> [Short task A] Echo the passage on ecological restoration on farmlands word for word, between "Governments have recognised" and "as ecological restoration.", inclusive.

----- Extract provided -----

Clearance of the natural environment for farming and intensification of land use on existing farmlands puts pressure on the remaining natural environment (Michael et al. 2014). As a result, there is a decline of species richness as well as biotic homogenisation, as species with high conservation concern are gradually replaced by species with lower conservation concern (Donald and Evans 2006). Protecting and restoring biodiversity on private farmlands can therefore play an important part in provision of ecosystem services.

Governments have recognised the importance of conserving and restoring ecosystem services on private lands through agri-environment schemes. Agri-environment schemes have been developed in Australia (e.g. Bush Tender), the US (e.g. Conservation Reserve Program), and the European Union (e.g. Common Agricultural Policy). Under these programs, landholders receive government support in exchange for undertaking environmental management actions, such as ecological restoration.

Traditionally, ecological restoration activities and projects have been targeted, prioritised, and planned using ecological considerations (Aronson et al. 2006). Only recently have ecologists begun to include economic and social considerations in the design of restoration projects (Blignaut et al. 2014). With few exceptions, ecological restoration studies that include economics focus only on the cost side of restoration projects (Bullock et al. 2011; Wilson et al. 2012). Incorporating proper cost estimates in benefit–cost analysis is essential to make sound economic decisions in terms of the selection and prioritisation of restoration projects. However, economics can contribute more broadly to restoration programs. Lessons from economics could assist in the conceptualisation and planning of programs, reveal factors affecting program acceptance and uptake, and inform the design of restoration programs to increase success. In this chapter, we summarise some of the key lessons from economics that we hope will help improve the effectiveness and efficiency of ecological restoration and agri-environmental schemes.

----- Dataset -----

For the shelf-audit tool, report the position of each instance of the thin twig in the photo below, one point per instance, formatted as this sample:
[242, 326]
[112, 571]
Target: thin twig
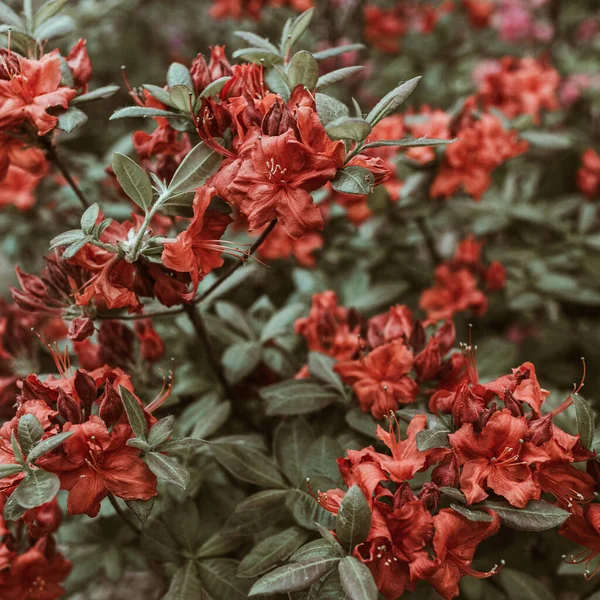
[121, 514]
[60, 165]
[204, 295]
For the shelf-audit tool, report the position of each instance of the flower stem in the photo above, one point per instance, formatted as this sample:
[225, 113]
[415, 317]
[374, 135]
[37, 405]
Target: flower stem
[122, 515]
[60, 165]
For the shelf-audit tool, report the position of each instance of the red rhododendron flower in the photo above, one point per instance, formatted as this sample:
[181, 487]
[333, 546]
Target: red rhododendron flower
[37, 574]
[27, 94]
[380, 380]
[468, 163]
[454, 543]
[520, 86]
[198, 249]
[95, 463]
[497, 458]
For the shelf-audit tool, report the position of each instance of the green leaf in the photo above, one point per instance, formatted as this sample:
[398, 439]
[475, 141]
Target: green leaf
[98, 94]
[10, 469]
[142, 111]
[292, 577]
[303, 69]
[432, 438]
[218, 576]
[141, 508]
[185, 584]
[298, 27]
[321, 368]
[272, 550]
[317, 549]
[67, 238]
[179, 74]
[74, 248]
[89, 218]
[37, 488]
[46, 11]
[248, 464]
[181, 97]
[29, 432]
[48, 445]
[282, 322]
[472, 515]
[292, 440]
[71, 119]
[332, 52]
[160, 431]
[409, 143]
[133, 179]
[522, 586]
[357, 581]
[348, 128]
[391, 101]
[337, 75]
[307, 512]
[199, 164]
[168, 469]
[353, 180]
[54, 27]
[13, 511]
[585, 420]
[9, 17]
[135, 413]
[296, 397]
[354, 518]
[329, 109]
[258, 55]
[536, 516]
[257, 41]
[213, 88]
[240, 360]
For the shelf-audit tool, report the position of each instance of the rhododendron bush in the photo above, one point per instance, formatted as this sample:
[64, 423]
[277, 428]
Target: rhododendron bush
[300, 299]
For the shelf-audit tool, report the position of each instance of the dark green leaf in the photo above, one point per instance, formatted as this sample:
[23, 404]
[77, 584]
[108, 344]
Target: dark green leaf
[296, 397]
[98, 94]
[303, 69]
[168, 469]
[71, 119]
[29, 432]
[48, 445]
[292, 577]
[337, 75]
[36, 489]
[536, 516]
[135, 413]
[272, 550]
[357, 580]
[585, 420]
[248, 464]
[353, 180]
[133, 179]
[354, 518]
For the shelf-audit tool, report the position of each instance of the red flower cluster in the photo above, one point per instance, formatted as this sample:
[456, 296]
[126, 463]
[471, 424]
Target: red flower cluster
[384, 358]
[520, 86]
[588, 175]
[410, 539]
[238, 9]
[483, 144]
[456, 286]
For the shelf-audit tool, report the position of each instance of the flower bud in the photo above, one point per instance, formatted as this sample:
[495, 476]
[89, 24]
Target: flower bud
[80, 328]
[446, 473]
[111, 405]
[68, 408]
[85, 386]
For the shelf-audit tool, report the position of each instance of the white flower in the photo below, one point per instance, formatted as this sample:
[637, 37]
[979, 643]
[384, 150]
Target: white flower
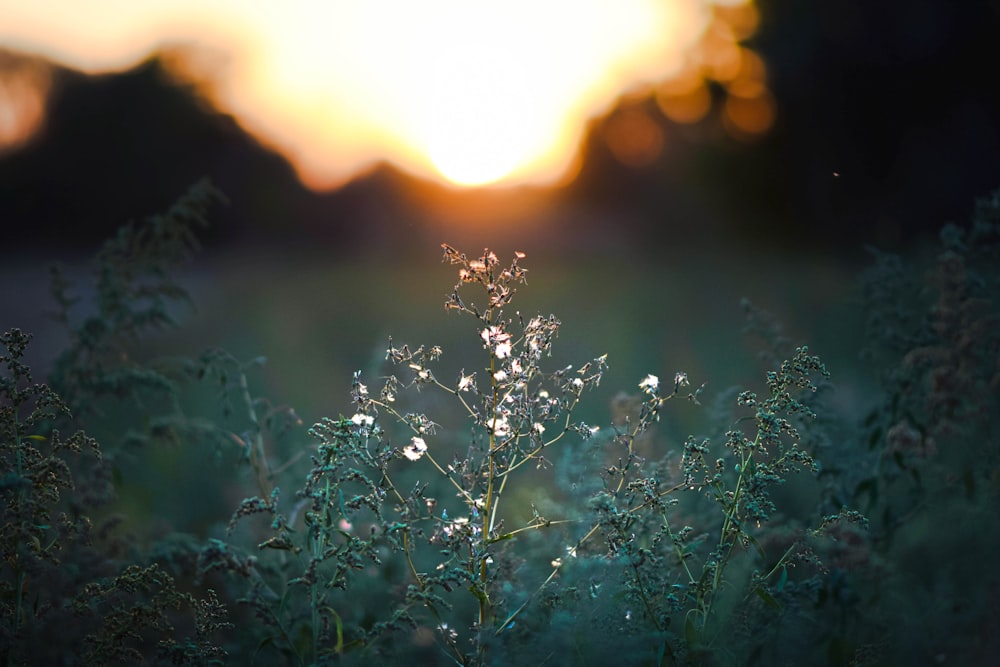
[415, 449]
[650, 384]
[500, 339]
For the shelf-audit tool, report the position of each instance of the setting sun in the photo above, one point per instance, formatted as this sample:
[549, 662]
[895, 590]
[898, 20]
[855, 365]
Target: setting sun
[469, 93]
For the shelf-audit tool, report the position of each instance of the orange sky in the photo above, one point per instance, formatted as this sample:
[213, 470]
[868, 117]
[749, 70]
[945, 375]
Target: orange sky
[466, 92]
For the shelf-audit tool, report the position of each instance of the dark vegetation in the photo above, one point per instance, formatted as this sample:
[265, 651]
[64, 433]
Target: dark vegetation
[476, 517]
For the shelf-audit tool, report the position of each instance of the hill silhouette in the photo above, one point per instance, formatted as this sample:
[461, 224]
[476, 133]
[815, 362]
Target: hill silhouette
[886, 129]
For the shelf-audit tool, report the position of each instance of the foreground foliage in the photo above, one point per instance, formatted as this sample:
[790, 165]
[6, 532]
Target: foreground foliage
[473, 518]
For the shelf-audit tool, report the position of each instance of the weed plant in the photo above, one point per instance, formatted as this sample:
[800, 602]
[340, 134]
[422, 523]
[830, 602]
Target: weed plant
[475, 519]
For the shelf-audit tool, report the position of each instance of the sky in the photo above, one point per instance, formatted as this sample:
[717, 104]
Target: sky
[468, 93]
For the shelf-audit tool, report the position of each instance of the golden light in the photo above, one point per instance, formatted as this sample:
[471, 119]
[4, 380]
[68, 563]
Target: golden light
[467, 92]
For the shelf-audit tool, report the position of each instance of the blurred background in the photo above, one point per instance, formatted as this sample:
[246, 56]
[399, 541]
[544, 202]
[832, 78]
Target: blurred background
[657, 161]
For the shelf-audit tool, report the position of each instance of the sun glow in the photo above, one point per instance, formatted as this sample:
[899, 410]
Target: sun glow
[467, 92]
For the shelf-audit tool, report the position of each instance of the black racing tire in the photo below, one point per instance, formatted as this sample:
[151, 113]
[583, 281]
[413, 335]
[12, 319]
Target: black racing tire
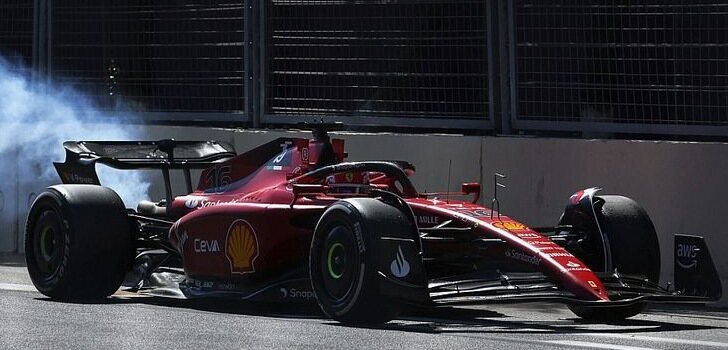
[634, 249]
[344, 260]
[78, 242]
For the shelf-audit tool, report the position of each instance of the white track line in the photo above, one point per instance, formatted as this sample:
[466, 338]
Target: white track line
[17, 287]
[660, 339]
[590, 345]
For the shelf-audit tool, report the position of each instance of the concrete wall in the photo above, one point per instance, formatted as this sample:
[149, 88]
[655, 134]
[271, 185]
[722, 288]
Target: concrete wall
[680, 184]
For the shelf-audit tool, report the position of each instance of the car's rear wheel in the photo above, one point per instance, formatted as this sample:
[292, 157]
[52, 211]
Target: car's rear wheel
[634, 250]
[344, 261]
[78, 242]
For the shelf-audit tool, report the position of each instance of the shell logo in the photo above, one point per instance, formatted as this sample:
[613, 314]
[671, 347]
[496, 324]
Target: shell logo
[509, 225]
[241, 247]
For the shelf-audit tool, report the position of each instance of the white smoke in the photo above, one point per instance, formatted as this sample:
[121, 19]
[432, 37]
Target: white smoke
[36, 118]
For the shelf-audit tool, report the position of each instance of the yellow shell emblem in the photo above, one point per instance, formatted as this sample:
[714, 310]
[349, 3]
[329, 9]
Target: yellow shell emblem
[241, 247]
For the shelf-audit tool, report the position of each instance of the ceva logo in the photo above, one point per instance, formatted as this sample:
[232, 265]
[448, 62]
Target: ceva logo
[203, 246]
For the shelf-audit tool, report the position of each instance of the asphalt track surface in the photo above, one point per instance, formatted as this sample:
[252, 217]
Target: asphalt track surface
[125, 320]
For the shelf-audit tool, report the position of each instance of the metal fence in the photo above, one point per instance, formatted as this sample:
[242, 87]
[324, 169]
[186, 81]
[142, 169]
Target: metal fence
[170, 56]
[16, 33]
[648, 66]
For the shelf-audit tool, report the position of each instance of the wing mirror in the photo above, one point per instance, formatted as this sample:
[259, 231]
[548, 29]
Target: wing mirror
[471, 188]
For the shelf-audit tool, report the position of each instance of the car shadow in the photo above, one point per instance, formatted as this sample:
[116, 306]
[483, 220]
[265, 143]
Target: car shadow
[423, 320]
[464, 321]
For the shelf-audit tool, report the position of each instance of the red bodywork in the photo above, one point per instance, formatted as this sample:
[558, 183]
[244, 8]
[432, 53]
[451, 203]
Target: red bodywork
[244, 223]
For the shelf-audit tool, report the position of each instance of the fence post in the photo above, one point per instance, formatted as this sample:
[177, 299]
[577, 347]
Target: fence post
[253, 55]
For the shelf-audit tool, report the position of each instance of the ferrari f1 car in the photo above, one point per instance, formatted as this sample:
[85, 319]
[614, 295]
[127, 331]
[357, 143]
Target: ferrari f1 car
[291, 221]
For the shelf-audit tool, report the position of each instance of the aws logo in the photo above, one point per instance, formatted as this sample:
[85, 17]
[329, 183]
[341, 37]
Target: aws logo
[509, 225]
[241, 247]
[687, 255]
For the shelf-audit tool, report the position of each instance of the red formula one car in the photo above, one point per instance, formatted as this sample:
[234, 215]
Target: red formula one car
[291, 221]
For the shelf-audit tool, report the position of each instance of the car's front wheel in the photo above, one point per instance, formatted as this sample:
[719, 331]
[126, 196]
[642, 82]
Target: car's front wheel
[344, 260]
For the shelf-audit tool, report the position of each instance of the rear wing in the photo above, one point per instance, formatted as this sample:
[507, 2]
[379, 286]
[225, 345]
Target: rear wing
[82, 156]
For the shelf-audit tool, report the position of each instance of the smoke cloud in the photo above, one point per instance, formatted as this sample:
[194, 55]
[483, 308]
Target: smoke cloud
[36, 118]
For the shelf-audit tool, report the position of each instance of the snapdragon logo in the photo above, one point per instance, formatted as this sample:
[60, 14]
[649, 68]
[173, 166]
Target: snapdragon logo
[514, 254]
[192, 203]
[294, 293]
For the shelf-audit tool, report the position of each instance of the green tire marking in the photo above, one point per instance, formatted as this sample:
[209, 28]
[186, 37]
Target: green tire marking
[331, 267]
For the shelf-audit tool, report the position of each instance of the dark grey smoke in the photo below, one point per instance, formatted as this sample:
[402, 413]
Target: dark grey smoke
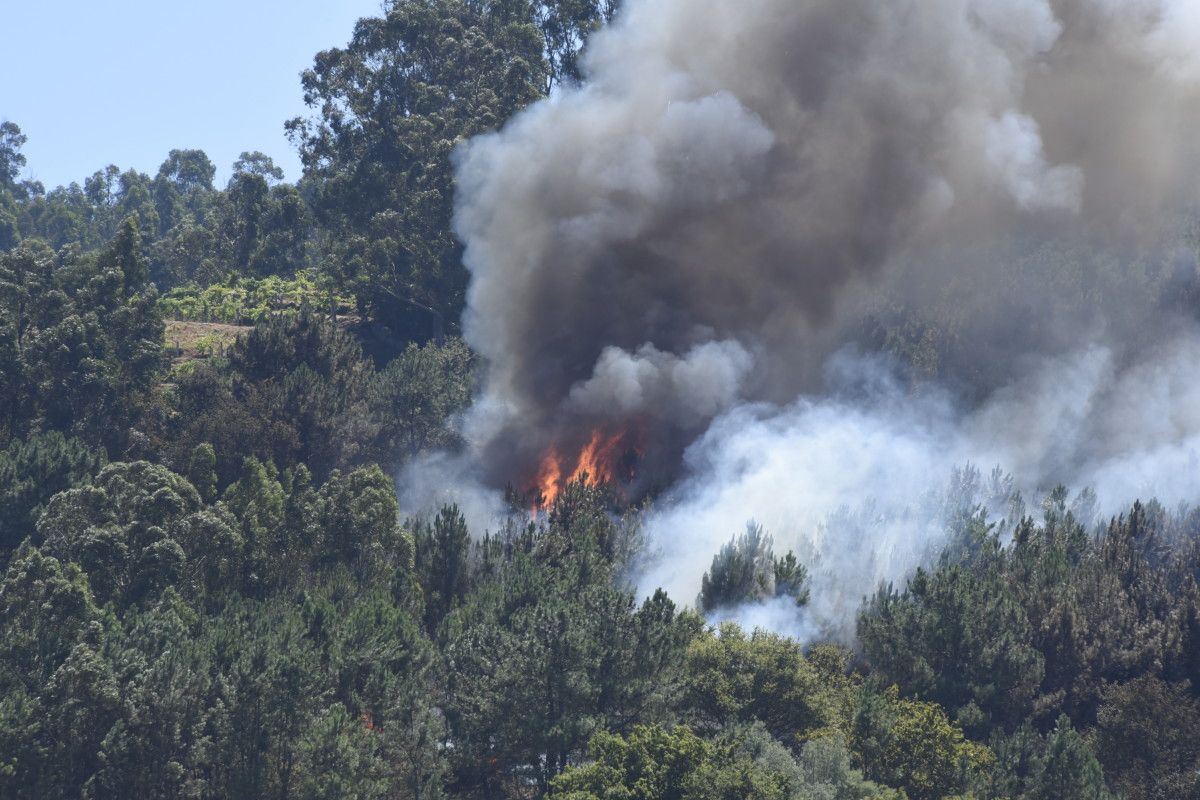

-----

> [Short task B] In the listing, edit the lines running from the one holding "of the rear" through the end of the listing, inclusive, so that "Target" becomes "Object" and nothing else changes. Return only those lines, and leave the pictures out.

> [Exercise response A]
Governments have recognised the importance of conserving and restoring ecosystem services on private lands through agri-environment schemes. Agri-environment schemes have been developed in Australia (e.g. Bush Tender), the US (e.g. Conservation Reserve Program), and the European Union (e.g. Common Agricultural Policy). Under these programs, landholders receive government support in exchange for undertaking environmental management actions, such as ecological restoration.

> [Exercise response B]
For the shelf-audit tool, report the position of each instance of the rear wing in the photo above, one point per instance, formatted as this sample:
[507, 2]
[379, 286]
[225, 345]
Object: rear wing
[82, 156]
For the shelf-audit tool, report the position of each instance of the smoke cloud in the photo above, one point per instance, formatted as this sample:
[194, 55]
[483, 308]
Object: smoke cloud
[36, 118]
For the shelf-audit tool, report the position of each instance of the snapdragon logo in the photo above, one point per instance, formatted as this sample:
[60, 14]
[649, 68]
[173, 166]
Object: snapdragon logo
[514, 254]
[192, 203]
[294, 293]
For the shelf-audit tool, report the position of each instance of the green tire marking in the photo above, one point per instance, formatted as this sample:
[209, 28]
[186, 37]
Object: green tire marking
[331, 267]
For the shelf-audit tool, report the position of each instance of the dark grey smoke in the photo below, one point per instance, formatted as this sample:
[402, 413]
Object: dark grey smoke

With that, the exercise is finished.